**Aim of the task:** Return the complete listing that follows, with each line reproduced exactly.
begin
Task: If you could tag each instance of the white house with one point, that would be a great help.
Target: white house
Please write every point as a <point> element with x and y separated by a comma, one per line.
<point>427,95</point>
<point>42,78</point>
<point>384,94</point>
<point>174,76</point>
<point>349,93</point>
end
**Answer to the task:**
Task: If you could tag each instance of the white house with one point, that would be a great help.
Target: white house
Please write every point as a <point> element with x and y separated by a comma, one per line.
<point>427,95</point>
<point>42,78</point>
<point>384,94</point>
<point>174,76</point>
<point>349,93</point>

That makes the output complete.